• PAGE TEXT:
####

Classrooms torched in protest at Khayelitsha school
Police fire rubber bullets as students protest about fines
Storerooms and classrooms were torched during two days of protests at Joe Slovo High School in Khayelitsha. Police were called in and fired rubber bullets.
For the second day in a row today, students protested about fines imposed by the school. They said they had to pay fines of R5 for arriving late, R100 or more for the possession of cellphones in class, R500 for missing school. They said the principal, Majiel Parker, had failed to explain what he had done with the money from the fines.
In a statement, Western Cape MEC for Education Debbie Schafer condemned the “violent action” of the students but said the school was not permitted to fine students for being late.
“Schools can take various disciplinary approaches when dealing with latecomers, such as detention, compulsory after-school activities, or physical activities such as picking up litter.
“Learners cannot, however, be charged a monetary fine for being late”.
She said “serial late-coming was unacceptable”, but students could not be fined.
Masimange Mkosana, the provincial deputy secretary of the Congress of South African Students (Cosas), addressed students at the school today, urging them not to damage the school further, after classrooms were torched yesterday.

####

• STORED ROWS:
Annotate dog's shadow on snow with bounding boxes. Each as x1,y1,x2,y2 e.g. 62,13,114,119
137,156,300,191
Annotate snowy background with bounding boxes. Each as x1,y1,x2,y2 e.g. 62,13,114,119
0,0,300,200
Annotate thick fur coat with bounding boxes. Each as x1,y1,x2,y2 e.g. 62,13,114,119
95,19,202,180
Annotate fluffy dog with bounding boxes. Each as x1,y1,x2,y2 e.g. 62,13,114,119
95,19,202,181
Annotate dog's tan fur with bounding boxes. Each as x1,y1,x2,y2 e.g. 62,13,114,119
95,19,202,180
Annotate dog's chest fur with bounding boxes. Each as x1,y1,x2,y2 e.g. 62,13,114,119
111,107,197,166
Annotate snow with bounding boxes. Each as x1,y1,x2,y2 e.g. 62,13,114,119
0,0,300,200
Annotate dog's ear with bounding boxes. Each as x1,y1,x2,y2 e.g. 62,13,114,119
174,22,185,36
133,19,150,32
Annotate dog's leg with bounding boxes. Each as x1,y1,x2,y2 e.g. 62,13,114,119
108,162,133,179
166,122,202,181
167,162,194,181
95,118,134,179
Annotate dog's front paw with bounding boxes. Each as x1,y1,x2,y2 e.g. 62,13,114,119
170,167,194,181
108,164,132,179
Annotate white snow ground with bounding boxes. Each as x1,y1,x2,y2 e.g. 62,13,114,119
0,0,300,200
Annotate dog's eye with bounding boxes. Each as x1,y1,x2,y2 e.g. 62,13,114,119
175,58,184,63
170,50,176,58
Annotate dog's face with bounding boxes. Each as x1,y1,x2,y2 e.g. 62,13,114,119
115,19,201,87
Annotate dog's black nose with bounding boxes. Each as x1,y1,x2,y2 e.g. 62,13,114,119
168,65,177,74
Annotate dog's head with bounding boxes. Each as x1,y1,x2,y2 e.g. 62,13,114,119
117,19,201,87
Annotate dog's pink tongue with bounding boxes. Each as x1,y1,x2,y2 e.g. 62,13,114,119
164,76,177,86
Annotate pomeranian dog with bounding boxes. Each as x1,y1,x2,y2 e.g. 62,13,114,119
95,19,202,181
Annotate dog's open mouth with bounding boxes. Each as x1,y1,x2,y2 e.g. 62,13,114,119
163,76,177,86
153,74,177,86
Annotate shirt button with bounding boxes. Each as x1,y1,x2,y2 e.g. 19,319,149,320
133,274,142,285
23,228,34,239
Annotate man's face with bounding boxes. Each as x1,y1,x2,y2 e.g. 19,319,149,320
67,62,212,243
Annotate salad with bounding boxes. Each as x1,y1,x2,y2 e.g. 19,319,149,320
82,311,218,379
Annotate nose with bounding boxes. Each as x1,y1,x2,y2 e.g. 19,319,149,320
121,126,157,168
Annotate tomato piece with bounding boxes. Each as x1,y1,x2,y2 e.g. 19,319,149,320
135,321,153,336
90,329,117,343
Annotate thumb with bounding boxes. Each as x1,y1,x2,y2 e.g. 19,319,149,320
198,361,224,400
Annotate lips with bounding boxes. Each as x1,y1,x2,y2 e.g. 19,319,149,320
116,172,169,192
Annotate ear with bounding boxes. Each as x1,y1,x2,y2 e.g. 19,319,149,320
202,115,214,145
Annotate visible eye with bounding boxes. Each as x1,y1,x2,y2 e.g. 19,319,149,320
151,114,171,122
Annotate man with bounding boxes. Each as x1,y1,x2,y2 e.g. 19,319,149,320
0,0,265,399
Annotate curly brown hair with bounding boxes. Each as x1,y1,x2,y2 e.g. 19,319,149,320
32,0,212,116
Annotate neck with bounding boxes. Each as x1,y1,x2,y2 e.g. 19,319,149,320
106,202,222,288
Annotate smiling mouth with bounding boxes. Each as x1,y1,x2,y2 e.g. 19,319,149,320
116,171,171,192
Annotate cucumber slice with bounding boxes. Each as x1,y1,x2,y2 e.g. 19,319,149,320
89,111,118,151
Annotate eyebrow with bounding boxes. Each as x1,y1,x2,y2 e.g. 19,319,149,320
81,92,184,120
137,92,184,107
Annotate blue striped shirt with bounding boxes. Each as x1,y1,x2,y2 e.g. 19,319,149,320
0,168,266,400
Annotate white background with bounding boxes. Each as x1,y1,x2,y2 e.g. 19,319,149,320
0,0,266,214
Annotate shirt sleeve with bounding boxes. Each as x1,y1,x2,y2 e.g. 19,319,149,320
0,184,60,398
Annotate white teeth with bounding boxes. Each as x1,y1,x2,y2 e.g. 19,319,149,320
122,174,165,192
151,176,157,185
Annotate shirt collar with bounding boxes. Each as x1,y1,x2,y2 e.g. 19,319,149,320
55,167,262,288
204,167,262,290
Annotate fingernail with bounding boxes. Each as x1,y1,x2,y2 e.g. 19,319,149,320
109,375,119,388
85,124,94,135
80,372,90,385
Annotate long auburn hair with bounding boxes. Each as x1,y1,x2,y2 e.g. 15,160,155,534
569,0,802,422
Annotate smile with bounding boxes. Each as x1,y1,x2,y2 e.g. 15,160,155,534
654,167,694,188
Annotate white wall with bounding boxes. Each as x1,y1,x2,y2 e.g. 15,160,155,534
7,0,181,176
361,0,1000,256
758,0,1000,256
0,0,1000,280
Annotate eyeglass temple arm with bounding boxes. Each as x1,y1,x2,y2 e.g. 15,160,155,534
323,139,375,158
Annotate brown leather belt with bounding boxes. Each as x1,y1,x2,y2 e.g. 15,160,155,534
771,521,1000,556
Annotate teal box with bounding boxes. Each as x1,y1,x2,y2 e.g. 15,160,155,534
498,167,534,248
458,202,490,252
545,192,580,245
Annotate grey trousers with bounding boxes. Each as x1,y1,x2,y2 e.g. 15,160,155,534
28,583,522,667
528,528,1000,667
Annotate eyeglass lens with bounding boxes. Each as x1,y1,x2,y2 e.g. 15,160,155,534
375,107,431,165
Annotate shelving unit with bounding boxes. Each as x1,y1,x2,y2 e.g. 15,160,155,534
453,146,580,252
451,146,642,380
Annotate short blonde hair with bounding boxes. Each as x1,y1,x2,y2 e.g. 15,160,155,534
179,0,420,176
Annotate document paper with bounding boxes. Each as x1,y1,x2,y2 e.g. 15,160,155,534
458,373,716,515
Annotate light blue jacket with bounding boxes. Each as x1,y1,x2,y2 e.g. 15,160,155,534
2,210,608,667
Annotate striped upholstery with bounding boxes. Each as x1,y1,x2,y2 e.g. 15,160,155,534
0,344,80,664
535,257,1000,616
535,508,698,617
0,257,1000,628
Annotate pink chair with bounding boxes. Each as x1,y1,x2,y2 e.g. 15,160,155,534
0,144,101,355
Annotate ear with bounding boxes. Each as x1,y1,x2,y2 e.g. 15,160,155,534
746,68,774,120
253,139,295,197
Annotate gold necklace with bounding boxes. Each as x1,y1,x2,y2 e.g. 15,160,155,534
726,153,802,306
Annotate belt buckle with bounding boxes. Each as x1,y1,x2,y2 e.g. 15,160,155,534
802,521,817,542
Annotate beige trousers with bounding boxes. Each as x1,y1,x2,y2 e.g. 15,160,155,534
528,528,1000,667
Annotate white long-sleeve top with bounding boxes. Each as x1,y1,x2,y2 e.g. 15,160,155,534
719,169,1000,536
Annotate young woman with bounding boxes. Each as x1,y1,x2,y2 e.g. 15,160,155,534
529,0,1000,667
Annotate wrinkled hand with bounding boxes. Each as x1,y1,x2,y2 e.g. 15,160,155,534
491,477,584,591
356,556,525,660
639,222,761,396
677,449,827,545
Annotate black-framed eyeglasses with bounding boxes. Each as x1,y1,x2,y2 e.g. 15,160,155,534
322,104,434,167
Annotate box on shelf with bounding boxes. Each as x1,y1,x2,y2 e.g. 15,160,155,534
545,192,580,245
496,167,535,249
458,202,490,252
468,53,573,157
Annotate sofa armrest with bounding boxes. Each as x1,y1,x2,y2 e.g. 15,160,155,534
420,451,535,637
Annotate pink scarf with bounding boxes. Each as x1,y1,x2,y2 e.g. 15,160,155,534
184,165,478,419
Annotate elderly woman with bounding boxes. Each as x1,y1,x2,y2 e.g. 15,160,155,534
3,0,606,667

####

• WHAT TO DO:
(1) Answer these about the Khayelitsha school protest report:
(a) What fine did students say they had to pay for arriving late?
(b) Who is named as the Western Cape MEC for Education?
(c) What position does Masimange Mkosana hold in the Congress of South African Students?
(2) Carry on the Khayelitsha school protest report from its final sentence.

• ANSWERS PER TASK:
(1)
(a) R5
(b) Debbie Schafer
(c) Provincial deputy secretary

(2)
“Don’t vandalise or burn down the school,” he said. “Where are you going to learn if you destroy your school?”
But his call fell on deaf ears and students damaged the windows of some of the school buildings and set alight another classroom.
A large contingent of of SAPS and municipal police arrived and a police officer told students in IsiXhosa: “Hambani, godukani phambi kokuba ndinidubule (You must leave the school before I shoot you with rubber bullets)”.
The officer later opened fire with rubber bullets. Students said several of them had been injured by rubber bullets in the two days of protests, but police denied that there had been any injuries.
Police and Cosas said the students had thrown stones at several Golden Arrow buses.
Mkosana said Cosas was trying to resolve the students’ complaints by meeting community leaders, the Western Cape Department of Education and students.
Student Wanga Koyana said, “We are paying R5 for late coming, R400 for school fees and another R500 for bunking. We are very concerned about this.”
Grade 12 student Sibulelo Rhodolo said matric prelims had been disrupted by the protest action. “We were writing an accounting paper when other pupils disrupted our exams. I don’t know what will happen because we were supposed to continue with our exams today.”
Another grade 12 student, Phelokazi Tsoko, said “I am worried about the situation because it has affected our exams.”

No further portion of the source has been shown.